§ DO THIS
Extend the Quito travel account below, starting right after its final sentence.

Sunday, today, was to be the day I split from Quito. I'd pop up to Mindo - a lovely small town just north of Quito nestled in a cloud forest with a neat zipline - spend the day, then start moving south. Saturday would be spent sleeping, working on grad school apps, and maybe booking tours.
Two out of three aint bad. I achieved sleeping well enough, despite noisy German roommates, and set out on booking tours. First, breakfast... well, lunch. I hit the nearby 24 hour cafe, a known gringo haunt, and met my first Americans since arriving. Philidelphia and Detroit respectively, we naturally competed over who's heard the most gunfire from their apartments. I'll call it a draw. We ate hamburgers (for breakfast), drank Budweiser (for lunch) and reveled in our little bubble of Not-Ecuador. They wanted to trade numbers, hang out later, but I declined. I have no cell phone, I'm supposed to leave the next day, and I'm trying to avoid fellow gringos.
After shopping around online, I found the best deal was to be found right here in the Mariscal Square, a little tour booking agent called the Happy Gringo. A backpacker's special, 5 days in the Amazon, only 200 bucks, starts from the small distant outpost of Lago Agrio, starts Monday morning...
Qué what? This meant 3 immediate things. One, no Mindo. Two, I had an extra day in Quito. Three, my first intercity bus happens to be a night bus halfway across the country to the dangerous Columbian border, and I still can't speak Spanish.
Meanwhile, a day and a half to kill. I briefly flirted with the idea of doing work, but watched Return of the Jedi for the 8th time instead, figuring I'd have plenty of time tomorrow. Nor could I work after, since the big World Cup Qualifier match between Ecuador and Uruguay was on tonight.
Now, I've played [pee-wee] soccer, but I've never actually watched a full game. I just could never be bothered. Now, with hundreds of rabid fans filling the square, encircle by dozens of riot police, I couldn't help but get into the spirit. Still, the square itself was a terrible place to watch, I atleast wanted to be in a bar. All were jammed full well before the start of the game; the hundreds in the square were merely spillover.

§ PROVIDED INFORMATION
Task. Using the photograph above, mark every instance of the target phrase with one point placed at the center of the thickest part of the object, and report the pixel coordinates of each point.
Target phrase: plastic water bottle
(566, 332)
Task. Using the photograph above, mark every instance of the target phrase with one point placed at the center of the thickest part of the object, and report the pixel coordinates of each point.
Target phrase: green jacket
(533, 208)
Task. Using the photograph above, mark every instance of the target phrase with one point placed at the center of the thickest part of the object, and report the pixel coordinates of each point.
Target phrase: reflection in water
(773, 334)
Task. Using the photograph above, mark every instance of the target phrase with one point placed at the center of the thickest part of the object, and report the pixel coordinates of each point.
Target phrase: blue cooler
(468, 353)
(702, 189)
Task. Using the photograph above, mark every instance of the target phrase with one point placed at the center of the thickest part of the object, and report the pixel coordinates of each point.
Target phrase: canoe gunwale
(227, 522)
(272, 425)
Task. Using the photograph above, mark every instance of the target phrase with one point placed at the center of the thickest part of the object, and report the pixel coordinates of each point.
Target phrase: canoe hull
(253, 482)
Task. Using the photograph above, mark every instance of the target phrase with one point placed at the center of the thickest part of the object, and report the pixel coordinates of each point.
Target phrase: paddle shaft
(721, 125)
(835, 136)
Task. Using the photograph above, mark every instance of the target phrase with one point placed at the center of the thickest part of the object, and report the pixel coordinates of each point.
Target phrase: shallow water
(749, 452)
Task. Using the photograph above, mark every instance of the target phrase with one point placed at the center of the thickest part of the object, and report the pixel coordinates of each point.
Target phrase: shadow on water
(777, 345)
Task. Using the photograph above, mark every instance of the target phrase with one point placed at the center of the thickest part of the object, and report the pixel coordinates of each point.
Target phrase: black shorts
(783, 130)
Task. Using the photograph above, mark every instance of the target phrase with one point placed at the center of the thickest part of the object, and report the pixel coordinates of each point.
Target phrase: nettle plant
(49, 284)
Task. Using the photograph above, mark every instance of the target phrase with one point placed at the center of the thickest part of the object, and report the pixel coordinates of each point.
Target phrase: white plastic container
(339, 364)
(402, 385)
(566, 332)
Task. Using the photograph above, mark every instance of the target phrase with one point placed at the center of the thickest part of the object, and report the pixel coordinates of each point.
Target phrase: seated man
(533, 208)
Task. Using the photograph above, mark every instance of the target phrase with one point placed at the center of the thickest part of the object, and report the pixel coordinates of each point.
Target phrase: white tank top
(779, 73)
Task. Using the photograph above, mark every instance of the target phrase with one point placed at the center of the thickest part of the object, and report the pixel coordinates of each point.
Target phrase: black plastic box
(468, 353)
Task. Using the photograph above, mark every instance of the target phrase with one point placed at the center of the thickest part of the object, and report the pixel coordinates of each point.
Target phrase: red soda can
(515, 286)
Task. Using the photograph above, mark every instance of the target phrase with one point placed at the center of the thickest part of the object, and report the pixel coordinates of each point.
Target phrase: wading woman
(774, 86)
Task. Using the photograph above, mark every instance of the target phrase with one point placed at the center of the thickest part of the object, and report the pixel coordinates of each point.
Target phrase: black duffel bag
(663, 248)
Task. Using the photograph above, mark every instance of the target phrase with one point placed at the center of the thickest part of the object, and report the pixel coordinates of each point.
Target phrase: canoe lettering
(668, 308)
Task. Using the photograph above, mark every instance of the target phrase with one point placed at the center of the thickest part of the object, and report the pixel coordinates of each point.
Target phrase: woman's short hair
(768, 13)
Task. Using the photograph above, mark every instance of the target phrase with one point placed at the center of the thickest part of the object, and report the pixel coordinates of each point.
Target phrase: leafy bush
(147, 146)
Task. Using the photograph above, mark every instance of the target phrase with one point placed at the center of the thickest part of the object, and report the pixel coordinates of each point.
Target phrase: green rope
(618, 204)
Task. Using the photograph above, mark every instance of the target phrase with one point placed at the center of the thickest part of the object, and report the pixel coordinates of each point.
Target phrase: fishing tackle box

§ TASK RESULT
The only spot I could find was on a broken stool placed ad-hoc in front of the bathroom doors near the bar in the very back of the Irish-American pub. Oh, you read that right. I watched a South American soccer game in an Irish pub, drinking Mexican beer, eating a Philly cheese steak, chatting up the Norwegeian girls (different ones) next to me. It was very multicultural, in that inauthentic Epcot kinda way. I could've atleast kept the theme by drinking a can of Guiness or Sam Adams, but at 15 bucks a can, I'd rather eat 3 meals and have a bed to sleep on for the night.
Late night snack, same café, new gringos. Two Australians, their first night in the Mariscal. They're even more naive and lost than me, so I take it upon myself to teach them some of the basic Spanish I'd picked up lately over beer and hamburgers. I'm shocked by how much Spanish I've picked up over just a few days. Lago Agrio seems less scary.
They want to trade numbers, I decline. I'm trying to avoid gringos.
The Sunday plan is simple. Wake up early, check out the touristy Mitad del Mundo (the Equator monument, more or less), work on my apps the rest of the day, catch the night bus while I'm good and sleepy. I wake up at 2. No apps this week.
The trip to Mitad is a bitch. The walk to the bus stop is long and rainy, the bus itself is crowded and slow, we get stuck in traffic right outside the city, and some bratty little niño won't stop poking me with the shitty candy bars he's trying to sell with his cute poverty-enhanced little kid charm. I wonder what child abuse laws are here.
Let me be the first to tell you, EquatorLand is not worth the price of admission. There's a small park, overpriced snack stands, a glorified "You Are Here" sign, and a statue/tower you can climb if you want to pay even more. The best part is that it's not actually on the equator. About 200 meters north is a smaller, cheaper tourist trap with Indian artifacts and cheap parlor tricks. You can balance an egg on a nail off the Equator, it's hard to walk in a straight line with your eyes closed anywhere, and the Coriolis effect does not affect kitchen sinks. A clever-shaped sink and a subtle change in how you pour the water in controls the direction of water flow in the tank and thus the subsequent whirlpool when you pull the drain. Sorry, I call bullshit. But atleast I had fun in this little hands-on tourist trap.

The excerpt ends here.